***** Data rows *****

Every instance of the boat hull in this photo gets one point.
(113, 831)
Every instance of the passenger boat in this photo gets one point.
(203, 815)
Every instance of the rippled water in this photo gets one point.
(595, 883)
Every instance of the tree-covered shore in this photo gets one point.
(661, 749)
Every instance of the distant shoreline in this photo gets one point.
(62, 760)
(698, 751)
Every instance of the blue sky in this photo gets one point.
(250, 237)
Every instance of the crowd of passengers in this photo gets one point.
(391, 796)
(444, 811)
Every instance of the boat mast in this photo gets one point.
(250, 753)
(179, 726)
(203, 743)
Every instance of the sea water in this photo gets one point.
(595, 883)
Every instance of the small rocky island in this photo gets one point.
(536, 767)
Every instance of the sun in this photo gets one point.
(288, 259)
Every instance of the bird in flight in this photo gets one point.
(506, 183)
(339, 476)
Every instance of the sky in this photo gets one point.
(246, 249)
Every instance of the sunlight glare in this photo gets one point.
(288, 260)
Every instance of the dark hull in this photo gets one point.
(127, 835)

*****
***** Data rows *****

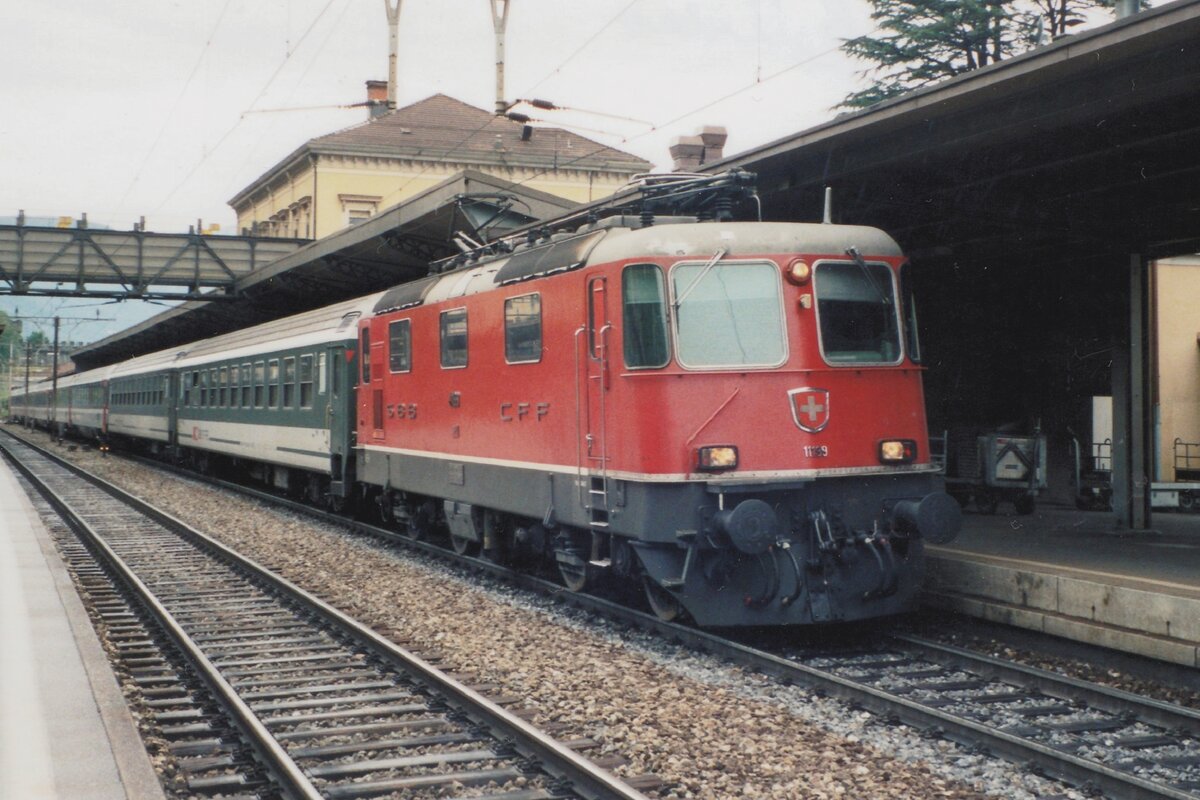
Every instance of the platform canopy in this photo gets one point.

*****

#### Task statement
Count the rows above that contain the word "water", and reply with that number alone.

#### Solution for this task
2